To do
a – List the science fiction ships that the text on SJ helms below names as examples of an advanced ship with an SJ helm attached.
b – From the text on SJ helms below, write out the passage between "Now, if we postulate" and "run certain risks).", inclusive, word for word.

Text shown
===

So we came up with that, and it doesn't violate SJ canon for the simple reason that people on these 'magical' worlds don't realize their SJ helms are shifting them slowly into the Border Ethereal as the leave the breathable atmosphere. They would think that IS 'space'. They don't know the difference.

There is no 'illusion' on the moon - thats the best part. When someone with a halfway decent telescope on Toril looks at the moon, thats what they see - a barren, empty place. But when someone travels toward it (using any sort of magi-tech), they enter the Border ethereal, and THAT version of the moon would become apparent. Same for the other planets.

Now, if we postulate an advanced world that still has 'magic', then they would probably be aware of both versions (and maybe even have ships designed to utilize both). Picture something like the Enterprise, or Battlestar Galactica (or an imperial Star-destroyer, etc) with an SJ helm attached. But they'd probably have a full-blown, 'Planesjammer' Helm, which should be able to shift into other planes as well (so not just back-N-forth between the Border Ethereal and the Prime material). Normal Warp technology (hyperspace) doesn't work in close proximity to a singularity (I think you have to be at least out around Saturn or something), so basically you just say you can't switch while in Wildspace/normal intrastellar space (well, you could, just like you can try to go to warp closer to the sun... but you run certain risks).

===

Source material
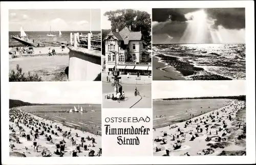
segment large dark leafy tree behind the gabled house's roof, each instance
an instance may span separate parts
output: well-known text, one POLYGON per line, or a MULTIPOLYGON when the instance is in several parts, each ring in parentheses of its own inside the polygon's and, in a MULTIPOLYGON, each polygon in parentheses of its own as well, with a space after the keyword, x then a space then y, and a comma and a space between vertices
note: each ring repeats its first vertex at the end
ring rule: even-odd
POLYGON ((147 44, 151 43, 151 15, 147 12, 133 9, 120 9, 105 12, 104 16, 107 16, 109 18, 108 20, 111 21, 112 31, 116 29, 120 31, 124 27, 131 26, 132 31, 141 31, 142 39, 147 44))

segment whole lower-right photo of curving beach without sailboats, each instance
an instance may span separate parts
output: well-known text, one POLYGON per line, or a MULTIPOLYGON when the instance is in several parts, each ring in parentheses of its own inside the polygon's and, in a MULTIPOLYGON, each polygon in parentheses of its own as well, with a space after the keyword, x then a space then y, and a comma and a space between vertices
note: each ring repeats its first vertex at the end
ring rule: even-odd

===

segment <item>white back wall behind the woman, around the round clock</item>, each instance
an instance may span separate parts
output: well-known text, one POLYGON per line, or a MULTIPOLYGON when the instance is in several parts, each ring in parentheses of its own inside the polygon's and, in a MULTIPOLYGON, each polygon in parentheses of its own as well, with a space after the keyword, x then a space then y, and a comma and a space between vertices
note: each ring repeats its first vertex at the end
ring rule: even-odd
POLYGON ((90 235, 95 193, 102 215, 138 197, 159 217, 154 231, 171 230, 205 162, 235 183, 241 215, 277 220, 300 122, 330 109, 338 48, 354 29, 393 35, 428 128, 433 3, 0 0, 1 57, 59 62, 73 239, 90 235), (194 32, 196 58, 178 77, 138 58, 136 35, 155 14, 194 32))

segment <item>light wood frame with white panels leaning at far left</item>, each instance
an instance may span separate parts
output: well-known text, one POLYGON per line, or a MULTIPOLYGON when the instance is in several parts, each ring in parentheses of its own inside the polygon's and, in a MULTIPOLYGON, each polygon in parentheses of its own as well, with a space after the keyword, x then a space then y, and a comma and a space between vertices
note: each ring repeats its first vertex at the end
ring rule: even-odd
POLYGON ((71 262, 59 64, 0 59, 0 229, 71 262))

===

Expected responses
a –
- the Enterprise
- Battlestar Galactica
- an imperial Star-destroyer

b –
Now, if we postulate an advanced world that still has 'magic', then they would probably be aware of both versions (and maybe even have ships designed to utilize both). Picture something like the Enterprise, or Battlestar Galactica (or an imperial Star-destroyer, etc) with an SJ helm attached. But they'd probably have a full-blown, 'Planesjammer' Helm, which should be able to shift into other planes as well (so not just back-N-forth between the Border Ethereal and the Prime material). Normal Warp technology (hyperspace) doesn't work in close proximity to a singularity (I think you have to be at least out around Saturn or something), so basically you just say you can't switch while in Wildspace/normal intrastellar space (well, you could, just like you can try to go to warp closer to the sun... but you run certain risks).